-- DIRECTIONS --
From the line with "Phrase: white tufted headboard" to the line with "mirror frame, one line per instance.", retype every line exactly, including those two, and leave out the rest of the data below.

**** RECORDS FOR PROCESSING ****

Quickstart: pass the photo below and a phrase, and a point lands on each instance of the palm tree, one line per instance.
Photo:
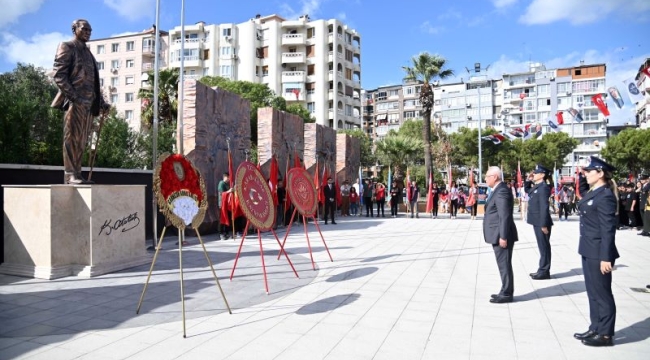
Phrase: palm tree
(398, 151)
(427, 67)
(167, 97)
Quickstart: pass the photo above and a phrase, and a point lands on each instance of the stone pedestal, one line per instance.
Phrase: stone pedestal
(53, 231)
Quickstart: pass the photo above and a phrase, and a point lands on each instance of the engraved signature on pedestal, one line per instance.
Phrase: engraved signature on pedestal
(126, 223)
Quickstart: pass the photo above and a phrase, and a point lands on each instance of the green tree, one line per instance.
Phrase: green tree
(426, 67)
(30, 130)
(628, 151)
(367, 157)
(167, 97)
(397, 151)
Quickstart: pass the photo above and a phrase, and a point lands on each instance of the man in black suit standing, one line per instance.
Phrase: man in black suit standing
(499, 230)
(540, 217)
(329, 192)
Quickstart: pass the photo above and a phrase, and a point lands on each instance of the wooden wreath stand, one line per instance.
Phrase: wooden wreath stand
(187, 177)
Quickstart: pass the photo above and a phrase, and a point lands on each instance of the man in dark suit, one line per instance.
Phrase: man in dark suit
(540, 217)
(499, 230)
(643, 203)
(76, 75)
(329, 192)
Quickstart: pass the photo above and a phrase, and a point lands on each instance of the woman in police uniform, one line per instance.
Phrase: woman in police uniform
(598, 219)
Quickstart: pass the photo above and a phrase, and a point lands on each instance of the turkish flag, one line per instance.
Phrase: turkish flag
(646, 71)
(600, 103)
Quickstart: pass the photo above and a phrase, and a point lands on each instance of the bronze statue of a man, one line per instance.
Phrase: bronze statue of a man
(76, 75)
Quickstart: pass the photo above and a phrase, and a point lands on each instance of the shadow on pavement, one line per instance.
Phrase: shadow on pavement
(352, 274)
(328, 304)
(571, 288)
(637, 332)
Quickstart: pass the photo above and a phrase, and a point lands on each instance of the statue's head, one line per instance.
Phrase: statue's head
(81, 30)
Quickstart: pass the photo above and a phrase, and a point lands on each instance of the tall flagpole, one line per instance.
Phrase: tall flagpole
(155, 117)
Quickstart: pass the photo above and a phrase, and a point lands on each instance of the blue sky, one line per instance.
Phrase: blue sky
(505, 34)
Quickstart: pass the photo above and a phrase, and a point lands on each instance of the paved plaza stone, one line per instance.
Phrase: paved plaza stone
(397, 289)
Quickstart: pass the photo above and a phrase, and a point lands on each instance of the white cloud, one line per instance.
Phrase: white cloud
(308, 7)
(618, 68)
(427, 28)
(580, 11)
(133, 9)
(12, 10)
(38, 50)
(503, 3)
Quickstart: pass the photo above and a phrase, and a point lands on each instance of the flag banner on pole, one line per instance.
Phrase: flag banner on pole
(600, 104)
(390, 183)
(577, 116)
(553, 125)
(633, 91)
(430, 196)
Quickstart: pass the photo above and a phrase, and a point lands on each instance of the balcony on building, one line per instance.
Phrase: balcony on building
(293, 58)
(293, 76)
(293, 39)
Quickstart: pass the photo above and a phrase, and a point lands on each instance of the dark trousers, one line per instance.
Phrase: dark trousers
(602, 308)
(368, 203)
(330, 207)
(632, 216)
(393, 206)
(454, 208)
(544, 246)
(380, 207)
(504, 262)
(77, 124)
(564, 209)
(473, 209)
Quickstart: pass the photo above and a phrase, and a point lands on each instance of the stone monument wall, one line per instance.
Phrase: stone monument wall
(348, 157)
(279, 133)
(212, 117)
(320, 141)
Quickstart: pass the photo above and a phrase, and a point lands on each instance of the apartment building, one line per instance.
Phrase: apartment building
(463, 104)
(313, 63)
(388, 107)
(123, 62)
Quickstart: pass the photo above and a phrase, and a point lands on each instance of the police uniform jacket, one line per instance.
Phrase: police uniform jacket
(598, 222)
(538, 214)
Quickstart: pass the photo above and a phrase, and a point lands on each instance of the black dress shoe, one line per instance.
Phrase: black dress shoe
(541, 276)
(501, 299)
(584, 335)
(598, 340)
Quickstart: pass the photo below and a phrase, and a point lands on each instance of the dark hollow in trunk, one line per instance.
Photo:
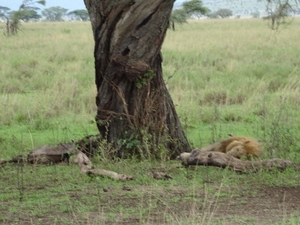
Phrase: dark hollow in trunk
(133, 103)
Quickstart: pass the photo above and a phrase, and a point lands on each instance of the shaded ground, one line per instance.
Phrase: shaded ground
(145, 201)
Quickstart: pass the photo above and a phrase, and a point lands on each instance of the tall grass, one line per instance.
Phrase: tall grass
(225, 76)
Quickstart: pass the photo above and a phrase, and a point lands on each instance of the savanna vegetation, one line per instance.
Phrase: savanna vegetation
(225, 77)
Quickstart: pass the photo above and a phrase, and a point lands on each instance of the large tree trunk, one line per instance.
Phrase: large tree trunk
(133, 103)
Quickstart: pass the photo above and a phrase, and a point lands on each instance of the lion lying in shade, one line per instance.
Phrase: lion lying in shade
(236, 146)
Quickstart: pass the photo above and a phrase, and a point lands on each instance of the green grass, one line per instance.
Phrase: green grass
(225, 77)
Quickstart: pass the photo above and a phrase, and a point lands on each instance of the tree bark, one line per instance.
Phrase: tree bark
(133, 103)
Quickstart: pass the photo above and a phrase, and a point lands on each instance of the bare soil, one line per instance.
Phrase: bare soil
(265, 205)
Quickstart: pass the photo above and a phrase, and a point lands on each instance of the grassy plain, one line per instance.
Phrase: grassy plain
(225, 76)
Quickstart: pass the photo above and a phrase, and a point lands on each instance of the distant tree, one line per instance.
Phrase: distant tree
(255, 14)
(13, 20)
(189, 9)
(279, 10)
(54, 13)
(178, 16)
(194, 8)
(4, 12)
(80, 14)
(224, 13)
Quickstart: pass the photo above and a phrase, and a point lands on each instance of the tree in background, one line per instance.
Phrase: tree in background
(4, 11)
(189, 9)
(221, 13)
(135, 112)
(279, 11)
(13, 20)
(80, 14)
(55, 13)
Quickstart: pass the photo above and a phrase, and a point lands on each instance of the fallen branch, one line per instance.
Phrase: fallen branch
(45, 154)
(86, 167)
(219, 159)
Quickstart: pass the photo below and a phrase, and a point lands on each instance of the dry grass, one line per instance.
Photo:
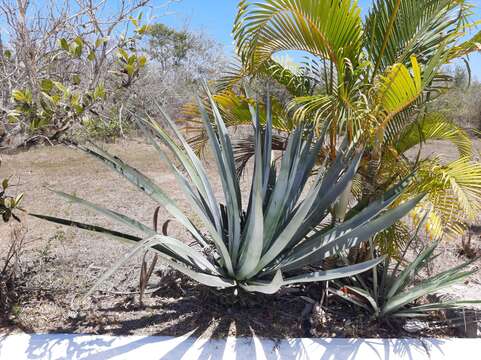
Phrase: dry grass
(62, 263)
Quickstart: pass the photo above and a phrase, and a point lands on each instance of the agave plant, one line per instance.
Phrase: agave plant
(272, 241)
(377, 74)
(394, 291)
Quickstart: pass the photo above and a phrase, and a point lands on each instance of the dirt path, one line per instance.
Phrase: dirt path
(63, 262)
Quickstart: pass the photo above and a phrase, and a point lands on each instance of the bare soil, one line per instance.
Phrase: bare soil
(60, 264)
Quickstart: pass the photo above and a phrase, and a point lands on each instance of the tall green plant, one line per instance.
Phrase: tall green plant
(272, 241)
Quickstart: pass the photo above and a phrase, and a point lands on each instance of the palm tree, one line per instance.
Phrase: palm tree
(370, 80)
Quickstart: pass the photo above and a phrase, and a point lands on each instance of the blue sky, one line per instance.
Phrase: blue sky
(215, 18)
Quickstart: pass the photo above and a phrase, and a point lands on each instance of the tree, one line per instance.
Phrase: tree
(368, 81)
(63, 61)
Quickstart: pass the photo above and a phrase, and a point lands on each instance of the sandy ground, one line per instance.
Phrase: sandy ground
(62, 263)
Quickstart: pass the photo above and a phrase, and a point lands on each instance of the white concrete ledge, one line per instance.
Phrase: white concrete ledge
(101, 347)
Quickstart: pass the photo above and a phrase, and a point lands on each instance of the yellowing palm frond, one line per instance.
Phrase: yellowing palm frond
(398, 88)
(395, 29)
(453, 195)
(330, 29)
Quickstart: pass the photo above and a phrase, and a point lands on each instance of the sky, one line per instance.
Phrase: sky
(215, 18)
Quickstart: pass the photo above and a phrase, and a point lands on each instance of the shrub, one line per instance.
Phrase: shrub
(273, 241)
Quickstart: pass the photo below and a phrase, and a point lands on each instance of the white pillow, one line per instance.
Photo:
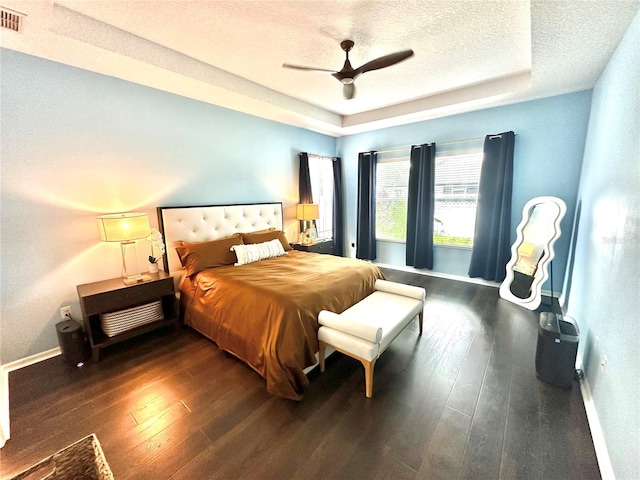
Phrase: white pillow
(258, 251)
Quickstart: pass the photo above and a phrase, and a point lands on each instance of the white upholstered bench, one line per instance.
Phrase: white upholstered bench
(366, 329)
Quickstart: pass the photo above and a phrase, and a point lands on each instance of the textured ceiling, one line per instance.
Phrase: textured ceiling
(468, 54)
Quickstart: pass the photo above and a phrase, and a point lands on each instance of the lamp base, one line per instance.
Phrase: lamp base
(133, 279)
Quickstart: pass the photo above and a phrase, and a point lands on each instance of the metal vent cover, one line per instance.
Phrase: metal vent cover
(10, 19)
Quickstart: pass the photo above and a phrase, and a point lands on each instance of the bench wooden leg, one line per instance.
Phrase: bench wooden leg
(321, 349)
(368, 376)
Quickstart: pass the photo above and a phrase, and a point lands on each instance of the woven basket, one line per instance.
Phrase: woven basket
(81, 460)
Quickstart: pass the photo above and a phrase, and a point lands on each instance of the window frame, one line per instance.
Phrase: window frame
(446, 153)
(321, 168)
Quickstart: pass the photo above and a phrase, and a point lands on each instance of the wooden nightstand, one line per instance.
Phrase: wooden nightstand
(112, 297)
(321, 246)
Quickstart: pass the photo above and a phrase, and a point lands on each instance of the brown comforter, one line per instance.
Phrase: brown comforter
(265, 313)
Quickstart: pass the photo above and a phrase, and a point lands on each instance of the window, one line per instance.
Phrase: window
(456, 196)
(321, 173)
(392, 186)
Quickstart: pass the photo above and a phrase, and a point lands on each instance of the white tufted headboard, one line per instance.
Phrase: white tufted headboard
(204, 223)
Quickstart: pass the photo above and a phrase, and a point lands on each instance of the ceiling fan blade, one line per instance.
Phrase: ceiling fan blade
(383, 62)
(300, 67)
(349, 90)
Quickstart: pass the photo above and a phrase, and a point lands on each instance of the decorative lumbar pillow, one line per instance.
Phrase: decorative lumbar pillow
(258, 251)
(262, 236)
(199, 256)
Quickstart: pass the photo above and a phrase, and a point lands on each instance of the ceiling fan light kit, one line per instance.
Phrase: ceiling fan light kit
(348, 74)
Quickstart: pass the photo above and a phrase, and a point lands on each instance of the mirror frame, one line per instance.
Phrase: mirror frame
(541, 274)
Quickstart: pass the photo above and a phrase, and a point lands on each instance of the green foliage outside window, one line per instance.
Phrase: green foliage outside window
(391, 223)
(391, 219)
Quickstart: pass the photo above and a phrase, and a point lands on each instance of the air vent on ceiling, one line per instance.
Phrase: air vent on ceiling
(10, 19)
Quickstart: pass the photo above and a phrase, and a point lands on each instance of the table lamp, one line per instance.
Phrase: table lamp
(307, 213)
(125, 228)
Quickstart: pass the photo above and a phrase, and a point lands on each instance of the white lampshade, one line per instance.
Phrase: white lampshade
(307, 211)
(123, 227)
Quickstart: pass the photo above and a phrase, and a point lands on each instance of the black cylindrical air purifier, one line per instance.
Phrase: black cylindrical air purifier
(72, 343)
(557, 349)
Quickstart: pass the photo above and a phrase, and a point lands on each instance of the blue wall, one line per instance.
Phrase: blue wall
(548, 156)
(603, 282)
(76, 144)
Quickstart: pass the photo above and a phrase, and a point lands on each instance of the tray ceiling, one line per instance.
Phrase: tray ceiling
(468, 55)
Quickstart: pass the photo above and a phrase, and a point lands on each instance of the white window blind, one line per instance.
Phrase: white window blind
(392, 186)
(456, 196)
(321, 173)
(457, 176)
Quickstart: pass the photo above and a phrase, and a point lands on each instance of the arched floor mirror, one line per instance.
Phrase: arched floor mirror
(532, 251)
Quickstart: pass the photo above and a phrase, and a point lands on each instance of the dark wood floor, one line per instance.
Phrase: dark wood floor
(462, 401)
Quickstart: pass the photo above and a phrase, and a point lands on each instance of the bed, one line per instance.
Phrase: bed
(263, 312)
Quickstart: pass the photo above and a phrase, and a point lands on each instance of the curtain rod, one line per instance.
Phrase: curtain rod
(408, 147)
(319, 156)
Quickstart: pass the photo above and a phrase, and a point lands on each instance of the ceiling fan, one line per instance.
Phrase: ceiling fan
(348, 74)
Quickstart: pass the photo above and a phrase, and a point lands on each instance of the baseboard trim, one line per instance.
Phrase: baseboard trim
(5, 430)
(599, 442)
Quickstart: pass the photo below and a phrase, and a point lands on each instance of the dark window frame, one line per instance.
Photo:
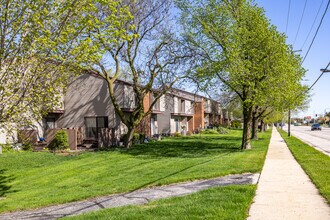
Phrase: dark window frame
(97, 128)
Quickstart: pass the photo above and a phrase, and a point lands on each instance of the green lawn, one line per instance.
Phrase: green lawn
(315, 163)
(230, 202)
(41, 179)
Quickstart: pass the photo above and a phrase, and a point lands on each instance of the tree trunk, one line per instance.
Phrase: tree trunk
(254, 126)
(247, 119)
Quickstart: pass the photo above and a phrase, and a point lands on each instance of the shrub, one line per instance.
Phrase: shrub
(209, 131)
(7, 148)
(27, 146)
(177, 134)
(60, 141)
(222, 130)
(236, 124)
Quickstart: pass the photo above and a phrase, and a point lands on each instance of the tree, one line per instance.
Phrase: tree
(239, 46)
(40, 44)
(147, 48)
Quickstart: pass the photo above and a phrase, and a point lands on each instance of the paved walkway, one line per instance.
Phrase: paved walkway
(132, 198)
(284, 190)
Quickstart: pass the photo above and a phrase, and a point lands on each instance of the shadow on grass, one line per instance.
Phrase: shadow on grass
(5, 180)
(187, 147)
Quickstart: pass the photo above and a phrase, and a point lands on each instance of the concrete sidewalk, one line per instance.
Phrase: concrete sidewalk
(284, 190)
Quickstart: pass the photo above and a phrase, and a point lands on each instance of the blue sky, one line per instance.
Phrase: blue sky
(319, 54)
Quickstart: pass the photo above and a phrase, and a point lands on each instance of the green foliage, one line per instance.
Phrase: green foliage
(245, 53)
(27, 146)
(7, 148)
(92, 174)
(43, 44)
(60, 141)
(236, 124)
(209, 131)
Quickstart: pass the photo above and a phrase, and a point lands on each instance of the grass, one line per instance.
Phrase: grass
(32, 180)
(230, 202)
(315, 163)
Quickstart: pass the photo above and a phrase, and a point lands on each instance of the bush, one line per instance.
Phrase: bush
(60, 141)
(27, 146)
(236, 124)
(177, 134)
(222, 130)
(209, 131)
(136, 138)
(7, 148)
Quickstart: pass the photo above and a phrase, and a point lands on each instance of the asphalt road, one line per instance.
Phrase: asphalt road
(320, 140)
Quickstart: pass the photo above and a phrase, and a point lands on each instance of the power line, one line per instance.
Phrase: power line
(323, 71)
(326, 9)
(302, 15)
(310, 30)
(287, 18)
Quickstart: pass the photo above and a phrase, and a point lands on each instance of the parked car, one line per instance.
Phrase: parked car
(316, 127)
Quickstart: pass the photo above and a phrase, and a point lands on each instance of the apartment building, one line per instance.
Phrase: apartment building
(87, 111)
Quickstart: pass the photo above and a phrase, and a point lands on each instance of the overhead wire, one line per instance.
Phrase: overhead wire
(310, 30)
(301, 18)
(323, 71)
(318, 28)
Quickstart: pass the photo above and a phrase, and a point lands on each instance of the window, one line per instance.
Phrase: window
(183, 106)
(49, 123)
(176, 120)
(93, 126)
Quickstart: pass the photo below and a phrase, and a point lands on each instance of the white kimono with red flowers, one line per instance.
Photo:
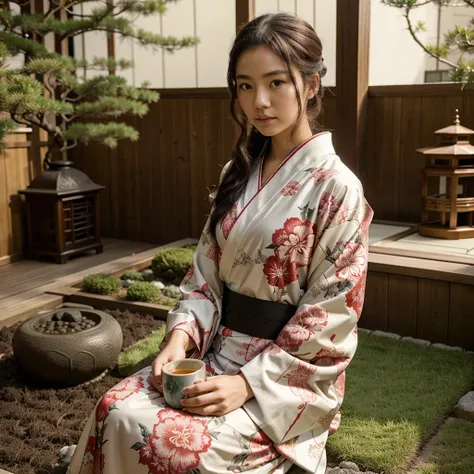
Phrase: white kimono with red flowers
(300, 239)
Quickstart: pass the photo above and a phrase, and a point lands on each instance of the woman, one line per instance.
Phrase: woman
(272, 300)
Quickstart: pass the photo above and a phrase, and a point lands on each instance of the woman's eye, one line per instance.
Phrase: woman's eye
(277, 83)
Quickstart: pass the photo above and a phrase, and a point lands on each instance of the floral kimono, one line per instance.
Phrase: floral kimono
(298, 239)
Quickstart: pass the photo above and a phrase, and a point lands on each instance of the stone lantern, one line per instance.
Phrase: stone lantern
(62, 213)
(448, 185)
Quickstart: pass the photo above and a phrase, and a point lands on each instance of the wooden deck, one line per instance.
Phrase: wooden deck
(23, 284)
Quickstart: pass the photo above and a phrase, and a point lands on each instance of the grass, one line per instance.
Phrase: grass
(141, 353)
(452, 450)
(396, 395)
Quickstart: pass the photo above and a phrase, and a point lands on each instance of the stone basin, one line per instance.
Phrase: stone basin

****

-- RESULT OF THIS TASK --
Phrase: white tufted headboard
(204, 223)
Quickstart: pass the photo above and a phrase, and a point lands on each instance of the ceiling fan blade, one line per instance.
Phrase: ceiling fan blade
(383, 62)
(300, 67)
(349, 90)
Quickstart: pass the photo above and a phrase, and a point lands on each instance of the decorative lumbar pillow, one line per instance.
Phrase: decorative lumbar pillow
(258, 251)
(262, 236)
(199, 256)
Quickstart: pass the photo above and a phrase, and a point lands on each instance of the ceiling fan light kit, one line per instance.
Phrase: ceiling fan light kit
(348, 74)
Quickstart: pass the photo above and a phrase, and a point lands on each instance of the mirror frame, one line per instance.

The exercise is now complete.